SUPPLIED DATA –
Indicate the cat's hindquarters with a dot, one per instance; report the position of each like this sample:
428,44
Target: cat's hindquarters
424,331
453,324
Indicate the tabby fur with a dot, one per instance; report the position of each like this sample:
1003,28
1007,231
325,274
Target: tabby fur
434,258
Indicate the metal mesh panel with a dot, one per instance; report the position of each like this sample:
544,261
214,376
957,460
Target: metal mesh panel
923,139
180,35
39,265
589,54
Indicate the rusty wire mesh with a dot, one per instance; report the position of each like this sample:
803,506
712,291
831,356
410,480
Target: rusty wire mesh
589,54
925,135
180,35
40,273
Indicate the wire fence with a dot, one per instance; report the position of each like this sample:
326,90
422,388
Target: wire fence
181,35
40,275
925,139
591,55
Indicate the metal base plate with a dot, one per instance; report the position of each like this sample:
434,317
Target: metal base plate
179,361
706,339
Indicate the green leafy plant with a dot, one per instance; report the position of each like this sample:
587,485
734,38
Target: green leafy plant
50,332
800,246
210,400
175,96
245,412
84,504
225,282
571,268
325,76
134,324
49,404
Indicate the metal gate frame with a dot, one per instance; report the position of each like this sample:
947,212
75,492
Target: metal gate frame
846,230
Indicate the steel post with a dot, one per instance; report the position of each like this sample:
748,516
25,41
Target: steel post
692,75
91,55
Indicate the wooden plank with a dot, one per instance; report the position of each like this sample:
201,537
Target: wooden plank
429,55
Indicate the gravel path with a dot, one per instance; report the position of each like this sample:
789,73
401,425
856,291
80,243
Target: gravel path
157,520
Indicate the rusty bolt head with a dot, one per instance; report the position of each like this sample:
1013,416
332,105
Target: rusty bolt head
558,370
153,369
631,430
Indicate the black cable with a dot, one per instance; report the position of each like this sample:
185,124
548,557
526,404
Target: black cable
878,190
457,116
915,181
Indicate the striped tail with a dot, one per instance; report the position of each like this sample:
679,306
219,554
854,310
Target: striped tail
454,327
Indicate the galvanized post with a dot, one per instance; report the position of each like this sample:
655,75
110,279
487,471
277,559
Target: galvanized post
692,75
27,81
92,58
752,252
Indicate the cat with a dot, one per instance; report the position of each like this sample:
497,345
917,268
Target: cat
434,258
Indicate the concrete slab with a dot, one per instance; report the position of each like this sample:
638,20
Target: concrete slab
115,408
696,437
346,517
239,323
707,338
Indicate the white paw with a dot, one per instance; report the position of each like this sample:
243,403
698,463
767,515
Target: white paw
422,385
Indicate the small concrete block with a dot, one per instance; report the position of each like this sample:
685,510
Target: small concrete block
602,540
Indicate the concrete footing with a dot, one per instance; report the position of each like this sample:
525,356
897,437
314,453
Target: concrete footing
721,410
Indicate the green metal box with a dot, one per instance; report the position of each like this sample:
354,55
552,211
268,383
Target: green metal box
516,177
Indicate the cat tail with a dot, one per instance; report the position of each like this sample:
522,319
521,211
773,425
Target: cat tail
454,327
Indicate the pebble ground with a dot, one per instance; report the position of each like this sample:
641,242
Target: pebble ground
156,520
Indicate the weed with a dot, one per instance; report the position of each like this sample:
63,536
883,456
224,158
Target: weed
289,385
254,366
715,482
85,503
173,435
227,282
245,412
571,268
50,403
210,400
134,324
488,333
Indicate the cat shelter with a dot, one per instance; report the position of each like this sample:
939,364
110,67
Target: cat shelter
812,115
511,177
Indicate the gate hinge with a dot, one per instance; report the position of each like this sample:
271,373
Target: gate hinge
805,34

AIM – Repeat the records above exactly.

SOLUTION –
Indicate the cat's hindquarters with a dot, one per instance; report the position of each like this sample:
428,44
Target: cat's hindquarters
424,331
453,324
Indicate the tabby fur with a dot, one per instance; report the position of each like this sample:
1003,28
1007,231
325,274
Target: tabby fur
434,258
Indicate the metal mesh panel with a dot, one per instance; report the position of each like this sample:
544,261
214,376
957,460
Target: metal mesh panel
923,139
180,35
39,265
589,54
Indicate the rusty wire mesh with a dot, one per instance; report the position of each like this sample:
803,506
712,291
831,356
410,480
Target: rusty wire mesh
589,54
925,135
180,35
40,273
Indicate the wire fence with a dot, one per instance; report the position of each like this sample:
326,90
422,388
Target: wire fence
181,35
40,275
925,139
591,55
Indicate the metal base plate with a dot, one per instance; report the position of each like this sample:
434,317
Target: metal base plate
179,361
706,339
Indicate the green leafy plant with a dot, one per instance; report the position of each like this sample:
587,485
734,38
Target: green leafy plant
50,332
800,246
210,400
175,96
245,412
84,504
225,282
571,268
325,76
134,324
49,404
Indicate the metal gate frame with a dot, one per instance; report the position of each like this sample:
947,212
75,492
Target: metal gate frame
846,230
Indicate the steel post with a dot, one per instance; report the position of each like this sample:
748,516
25,41
Target: steel post
692,75
91,55
Indicate the wooden plank with a dot, one per instance; report the position of each like this sample:
201,537
Target: wooden plank
429,55
Indicate the gravel path with a dot, one per instance; report the position of each like this sample:
789,73
401,425
856,291
80,243
Target: gravel path
157,520
Indicate the rusty bolt head with a dot, one per instance; report the position of each like this sample:
1013,416
332,105
Target: rusty bolt head
558,370
153,369
631,430
Indicate the black cable with a dot, one per instance; report the position of each like this sample:
185,124
548,557
526,404
Target: black cable
878,190
457,116
915,181
Indicate the striped tail with a dot, one per instance; report the position of each like this sample:
679,306
219,554
854,310
Target: striped tail
454,327
Indicate the galvanized post with a dot, one per instance; report the position of each like this sample:
655,75
110,279
487,471
277,559
Target: galvanized post
692,75
27,81
92,58
752,252
Indicate the cat with a dot, one per instance; report the position of each like this sample:
497,345
917,268
Target: cat
434,258
Indicate the concrete slab with a dot, one per instance; report the position of each like this sample:
638,20
Target: concrete slab
115,408
696,437
346,517
239,323
707,338
Indicate the white paw with a dot, one per instance; report the position of each like this sample:
243,403
698,463
767,515
Target: white paw
422,385
Indicate the small concrete block with a dot, one per instance; report the position of each like this sample:
685,510
Target: small concrete block
602,540
Indicate the concrete footing with a dot, one per instance; report the position of each like this sample:
525,356
897,437
314,453
Target: concrete footing
721,410
Indicate the green metal box with a dot, one per instance; report the position of each like this sample:
354,55
552,211
268,383
Target: green metal box
516,177
Indicate the cat tail with a dot, one per instance; report the position of each like this sample:
522,319
521,211
773,425
Target: cat tail
454,327
Indicate the pebble ground with a dot, one per instance; report the position of each like this sample:
641,242
Target: pebble ground
156,520
Indicate the weed with a dot, one per instance; report the position of each like this sample:
63,536
883,456
224,158
Target: weed
289,385
254,366
715,482
85,503
173,435
227,282
245,412
571,268
50,403
210,400
134,324
488,333
Indicate the cat shelter with a dot, one per instance; report the position of each like this sample:
939,364
110,67
Target: cat shelter
812,115
511,177
Indicate the gate hinge with a dot, one per instance; report the position of each like this sample:
271,373
Target: gate hinge
805,34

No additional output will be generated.